TASKS AND EXERCISES ▸
a - In the forum thread about Windows Vista, which Vista feature does eddie say is probably the only one without a completely stable alternative on Linux or Mac platforms?
b - In the forum thread about Windows Vista, shorten the paragraph that begins "Again, no one is forced for anything" while keeping its main facts.

Thats y I told u to quote and reply me line by line, coz firstly I was talking about support for OSS like in case of linux servers and removing ur ignorance about that and secondly the proof has been given over n over gain for mS apologising for malwares. If u can't read the links automatically marked in blue then please google to have plenty of pages to enlighten u bt it!



			
				shantanu_webmaster said:
			
		

> and you gave me the link.. i think buddy!!! oss is not a company itself... is it..
> soundforge distributions are made by people and submitted... where are they certified... i dont know about it.. .. if you knwo then please correct me and tell me..


Even steve balmer doesn't talk with such absurdness! Yes, OSS isnt a company itself but I hope u know redhat,novll etc r dont u? If u ask for enlightenment then u shud read Opensource and tech news sections.
Read this Who really writes linux
U asked what Mac and linux give for windows, then read again what u wrote "OSS is not a company" and linux is a part of OSS and its OSS at the end that is contributing to Windows.



			
				shantanu_webmaster said:
			
		

> now the last line i wrote to you was just to make the surroundings lite enough so that either you or anyone does not gets hurt... but WTH you dont care about that...
> its ok.. niether i was telling you my nature , nor i am a FANBOY, but if you want to mean that,, let it be.,... i dont care...
> and i have used linux and i appreciate it too.. but its not 20% as compared to windows..


Please keep ur sentiments with u and instead have a nice quote n reply discussion if u dont wanna hurt me! About the percentage thats just another statement from a fanboy and quite laughable! and then u say ur not a fanboy...how cute!


----------



## eddie (Mar 29, 2007)

shantanu_webmaster said:
			
		

> why you want me to elaborate ! you can google for it and read online whats new in windows vista kernel..
> 
> well download this word doc. it will help you.:
> 
> here


 Did you read the document you linked me to and then compared the mentioned features to the ones available in competitive products? As far as I can see, Superfetch is probably the only feature that does not have a completely stable alternative available in Linux/Mac platforms. Even though preload is available in Linux but it is still in development stages. So Superfetch alone will make Vista's "Kernel" to take over the world or do you have some other unique features in mind?


----------



## gxsaurav (Mar 29, 2007)

ax3 said:
			
		

> VISTA IS FLOP ...........
> 
> 
> * coz many ppl r FORCED 2 change HARDWARE & SOFTWARES 2 .......... no support 4 old games ..........
> ...



Again, no one is forced for anything. It is users choice wether you want to get Vista or not. Vista runs fine on old systems, my computer is a very good example as it was bought 3 years ago. It even runs on 4 years old computer with a DirectX 9 graphics card (Pentium 4 2.4 Ghz & Radeon 9600 Pro)


----------



## Zeeshan Quireshi (Mar 30, 2007)

amitava82 said:
			
		

> 3rd party company don't bother to support other OS because they make enoughe whol money from 90% of world's PC users using Windows. And you can not force them to do that. its like "you don't want to use windows, don't use our product or don't ask for support".

INFORMATION SHOWN ▸
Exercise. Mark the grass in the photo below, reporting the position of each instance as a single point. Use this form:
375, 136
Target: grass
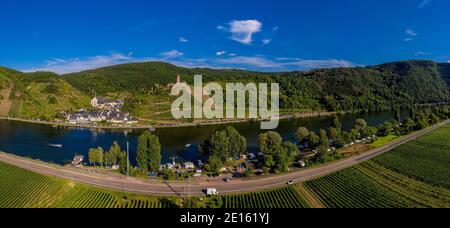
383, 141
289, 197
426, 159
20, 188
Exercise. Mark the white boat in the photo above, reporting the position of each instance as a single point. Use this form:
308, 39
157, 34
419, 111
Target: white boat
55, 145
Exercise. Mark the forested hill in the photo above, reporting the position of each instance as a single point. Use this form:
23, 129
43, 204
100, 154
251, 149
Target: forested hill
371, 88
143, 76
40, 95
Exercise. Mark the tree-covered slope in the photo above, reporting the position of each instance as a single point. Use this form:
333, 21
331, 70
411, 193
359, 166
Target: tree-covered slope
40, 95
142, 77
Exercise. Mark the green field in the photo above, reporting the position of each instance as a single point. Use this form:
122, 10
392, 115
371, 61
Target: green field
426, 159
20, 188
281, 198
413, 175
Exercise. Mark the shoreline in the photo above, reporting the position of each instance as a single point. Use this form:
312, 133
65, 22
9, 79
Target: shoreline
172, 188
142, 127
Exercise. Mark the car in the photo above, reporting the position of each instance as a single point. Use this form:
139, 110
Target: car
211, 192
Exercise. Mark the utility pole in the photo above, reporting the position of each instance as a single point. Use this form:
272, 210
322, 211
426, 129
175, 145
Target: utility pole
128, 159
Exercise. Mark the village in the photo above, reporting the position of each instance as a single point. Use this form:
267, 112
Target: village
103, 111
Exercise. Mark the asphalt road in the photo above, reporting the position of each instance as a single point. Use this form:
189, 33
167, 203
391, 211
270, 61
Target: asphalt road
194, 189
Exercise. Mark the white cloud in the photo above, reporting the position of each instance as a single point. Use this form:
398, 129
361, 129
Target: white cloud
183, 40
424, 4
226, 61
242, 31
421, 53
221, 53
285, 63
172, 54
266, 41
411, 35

EXPECTED ANSWERS ▸
a - Superfetch

b - No one is forced to get Vista, because it is the user's choice. Vista runs fine on older systems, including the writer's computer, which was bought three years ago. It even runs on a four-year-old computer with a DirectX 9 graphics card (Pentium 4 2.4 GHz and Radeon 9600 Pro).